Provided data ::
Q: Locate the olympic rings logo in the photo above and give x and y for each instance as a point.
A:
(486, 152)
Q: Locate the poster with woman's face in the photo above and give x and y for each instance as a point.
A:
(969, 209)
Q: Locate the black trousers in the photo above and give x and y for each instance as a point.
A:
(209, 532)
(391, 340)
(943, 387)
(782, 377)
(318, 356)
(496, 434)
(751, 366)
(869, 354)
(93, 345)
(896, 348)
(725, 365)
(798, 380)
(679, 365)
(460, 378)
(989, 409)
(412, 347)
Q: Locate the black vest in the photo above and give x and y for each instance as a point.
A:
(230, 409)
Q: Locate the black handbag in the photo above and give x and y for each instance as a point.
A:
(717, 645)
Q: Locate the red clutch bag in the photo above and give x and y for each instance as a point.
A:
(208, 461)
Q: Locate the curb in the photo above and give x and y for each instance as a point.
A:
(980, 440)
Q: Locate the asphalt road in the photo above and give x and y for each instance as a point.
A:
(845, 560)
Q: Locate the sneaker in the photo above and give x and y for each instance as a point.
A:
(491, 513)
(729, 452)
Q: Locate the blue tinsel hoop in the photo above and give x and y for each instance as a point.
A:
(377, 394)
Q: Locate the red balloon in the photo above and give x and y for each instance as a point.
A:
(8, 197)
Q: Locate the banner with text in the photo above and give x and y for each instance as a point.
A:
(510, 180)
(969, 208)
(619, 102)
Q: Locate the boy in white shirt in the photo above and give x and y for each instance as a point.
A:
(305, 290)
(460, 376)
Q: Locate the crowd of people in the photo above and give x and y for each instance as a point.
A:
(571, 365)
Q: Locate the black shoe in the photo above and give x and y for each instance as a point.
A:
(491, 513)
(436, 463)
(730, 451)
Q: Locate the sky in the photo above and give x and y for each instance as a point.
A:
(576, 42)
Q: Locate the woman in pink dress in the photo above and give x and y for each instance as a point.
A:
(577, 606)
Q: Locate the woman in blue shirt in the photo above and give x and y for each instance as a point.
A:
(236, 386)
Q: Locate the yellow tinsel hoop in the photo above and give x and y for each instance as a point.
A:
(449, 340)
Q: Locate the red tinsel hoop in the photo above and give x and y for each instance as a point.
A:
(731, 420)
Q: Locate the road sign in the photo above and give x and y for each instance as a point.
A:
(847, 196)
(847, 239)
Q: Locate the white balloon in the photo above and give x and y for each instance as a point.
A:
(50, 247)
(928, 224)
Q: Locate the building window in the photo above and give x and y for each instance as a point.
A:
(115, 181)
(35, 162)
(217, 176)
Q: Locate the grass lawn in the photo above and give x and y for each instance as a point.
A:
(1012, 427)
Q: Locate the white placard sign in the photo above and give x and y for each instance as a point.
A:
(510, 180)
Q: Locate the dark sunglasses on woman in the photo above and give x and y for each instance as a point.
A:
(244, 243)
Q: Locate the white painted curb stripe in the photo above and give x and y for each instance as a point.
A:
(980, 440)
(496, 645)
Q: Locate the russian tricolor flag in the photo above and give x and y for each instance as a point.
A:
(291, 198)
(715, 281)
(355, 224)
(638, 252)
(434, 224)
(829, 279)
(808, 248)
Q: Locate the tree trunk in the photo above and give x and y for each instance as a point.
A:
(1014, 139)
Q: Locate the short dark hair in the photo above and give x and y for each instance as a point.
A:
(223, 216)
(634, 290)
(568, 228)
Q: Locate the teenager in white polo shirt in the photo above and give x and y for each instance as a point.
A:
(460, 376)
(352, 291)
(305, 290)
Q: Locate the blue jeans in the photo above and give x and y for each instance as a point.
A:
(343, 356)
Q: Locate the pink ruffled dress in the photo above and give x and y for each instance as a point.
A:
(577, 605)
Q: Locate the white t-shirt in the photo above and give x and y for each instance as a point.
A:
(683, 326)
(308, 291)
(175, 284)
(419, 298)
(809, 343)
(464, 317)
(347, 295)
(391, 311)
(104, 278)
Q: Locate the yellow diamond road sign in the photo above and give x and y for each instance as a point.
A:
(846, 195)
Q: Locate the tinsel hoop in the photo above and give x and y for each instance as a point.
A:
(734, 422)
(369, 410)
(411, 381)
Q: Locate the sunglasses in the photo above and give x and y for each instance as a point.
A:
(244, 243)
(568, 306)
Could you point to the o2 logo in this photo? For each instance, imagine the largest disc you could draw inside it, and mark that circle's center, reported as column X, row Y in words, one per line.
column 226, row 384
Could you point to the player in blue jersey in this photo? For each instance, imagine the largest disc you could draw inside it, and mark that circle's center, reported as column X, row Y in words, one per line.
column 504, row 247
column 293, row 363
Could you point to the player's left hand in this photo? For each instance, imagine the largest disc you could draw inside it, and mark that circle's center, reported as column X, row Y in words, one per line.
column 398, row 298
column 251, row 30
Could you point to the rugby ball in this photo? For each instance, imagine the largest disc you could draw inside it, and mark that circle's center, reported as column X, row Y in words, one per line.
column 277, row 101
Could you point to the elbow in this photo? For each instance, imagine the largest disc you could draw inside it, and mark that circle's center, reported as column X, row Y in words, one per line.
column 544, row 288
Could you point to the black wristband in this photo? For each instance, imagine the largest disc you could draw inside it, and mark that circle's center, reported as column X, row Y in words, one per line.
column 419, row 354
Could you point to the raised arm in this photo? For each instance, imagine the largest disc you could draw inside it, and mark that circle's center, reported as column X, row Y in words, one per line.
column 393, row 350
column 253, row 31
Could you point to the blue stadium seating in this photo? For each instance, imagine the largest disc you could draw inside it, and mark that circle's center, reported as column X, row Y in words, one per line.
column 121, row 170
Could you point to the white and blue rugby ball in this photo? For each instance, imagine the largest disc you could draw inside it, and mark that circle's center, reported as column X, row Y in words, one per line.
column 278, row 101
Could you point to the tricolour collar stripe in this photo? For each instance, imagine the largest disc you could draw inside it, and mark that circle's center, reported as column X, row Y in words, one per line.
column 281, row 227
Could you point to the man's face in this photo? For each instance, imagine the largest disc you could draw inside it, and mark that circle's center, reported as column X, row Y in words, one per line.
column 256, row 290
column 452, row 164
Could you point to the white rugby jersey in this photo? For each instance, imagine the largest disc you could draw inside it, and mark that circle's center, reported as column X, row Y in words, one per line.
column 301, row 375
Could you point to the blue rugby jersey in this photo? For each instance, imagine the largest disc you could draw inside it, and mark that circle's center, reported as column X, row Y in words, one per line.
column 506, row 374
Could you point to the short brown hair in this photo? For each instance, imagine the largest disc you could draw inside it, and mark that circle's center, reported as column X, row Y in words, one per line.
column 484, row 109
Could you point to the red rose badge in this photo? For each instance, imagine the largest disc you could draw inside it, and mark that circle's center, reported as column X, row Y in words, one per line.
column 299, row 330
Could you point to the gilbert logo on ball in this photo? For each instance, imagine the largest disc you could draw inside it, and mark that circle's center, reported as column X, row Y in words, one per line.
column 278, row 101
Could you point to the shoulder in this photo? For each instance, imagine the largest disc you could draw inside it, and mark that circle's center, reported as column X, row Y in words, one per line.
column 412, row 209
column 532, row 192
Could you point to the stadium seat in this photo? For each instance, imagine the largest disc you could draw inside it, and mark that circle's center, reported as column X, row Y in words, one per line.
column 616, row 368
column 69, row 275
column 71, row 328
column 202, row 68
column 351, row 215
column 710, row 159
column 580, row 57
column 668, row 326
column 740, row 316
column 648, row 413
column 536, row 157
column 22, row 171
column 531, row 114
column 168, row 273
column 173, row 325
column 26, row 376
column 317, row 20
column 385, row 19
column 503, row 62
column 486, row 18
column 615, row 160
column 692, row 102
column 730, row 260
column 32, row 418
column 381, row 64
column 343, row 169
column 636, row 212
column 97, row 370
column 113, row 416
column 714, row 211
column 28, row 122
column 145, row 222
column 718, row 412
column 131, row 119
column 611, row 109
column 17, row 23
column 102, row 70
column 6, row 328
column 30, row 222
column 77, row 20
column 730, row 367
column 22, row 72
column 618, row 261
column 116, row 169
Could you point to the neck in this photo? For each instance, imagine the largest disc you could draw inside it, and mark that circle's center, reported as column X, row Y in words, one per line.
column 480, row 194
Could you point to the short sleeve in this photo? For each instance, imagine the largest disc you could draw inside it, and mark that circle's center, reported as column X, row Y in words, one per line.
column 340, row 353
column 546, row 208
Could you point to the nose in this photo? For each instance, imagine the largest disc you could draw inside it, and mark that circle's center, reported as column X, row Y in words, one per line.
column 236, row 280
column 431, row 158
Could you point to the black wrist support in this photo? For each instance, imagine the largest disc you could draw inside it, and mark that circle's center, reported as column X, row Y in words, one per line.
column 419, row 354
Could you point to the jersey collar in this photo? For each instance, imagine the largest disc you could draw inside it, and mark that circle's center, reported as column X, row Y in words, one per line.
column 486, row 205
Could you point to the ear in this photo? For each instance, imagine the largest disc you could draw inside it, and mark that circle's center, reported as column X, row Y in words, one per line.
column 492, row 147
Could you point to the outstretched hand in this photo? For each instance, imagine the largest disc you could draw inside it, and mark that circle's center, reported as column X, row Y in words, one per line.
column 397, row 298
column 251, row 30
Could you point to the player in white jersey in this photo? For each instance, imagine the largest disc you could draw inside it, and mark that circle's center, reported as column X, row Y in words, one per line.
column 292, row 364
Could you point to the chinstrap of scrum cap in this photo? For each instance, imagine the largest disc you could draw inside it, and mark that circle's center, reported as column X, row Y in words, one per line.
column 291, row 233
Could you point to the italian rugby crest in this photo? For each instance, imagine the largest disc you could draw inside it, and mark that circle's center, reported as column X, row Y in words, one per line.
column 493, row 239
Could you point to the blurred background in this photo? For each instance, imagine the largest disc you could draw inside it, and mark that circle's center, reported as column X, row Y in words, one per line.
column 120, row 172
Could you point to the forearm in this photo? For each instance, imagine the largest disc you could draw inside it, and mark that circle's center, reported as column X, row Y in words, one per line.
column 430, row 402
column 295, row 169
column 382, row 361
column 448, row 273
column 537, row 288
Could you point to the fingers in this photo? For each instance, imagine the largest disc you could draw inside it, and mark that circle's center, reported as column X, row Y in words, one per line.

Problem :: Go to the line in the material above that contains "Q: Locate the white painted" and copy exactly from there through the line that contains "Q: Locate the russian", stopping after it.

Finished task ::
Q: Locate the white painted curb stripe in the photo above and give x and y for each instance as a point.
A:
(980, 440)
(496, 645)
Q: Locate the russian tricolor flag in the photo above and give x and y for each instance as a point.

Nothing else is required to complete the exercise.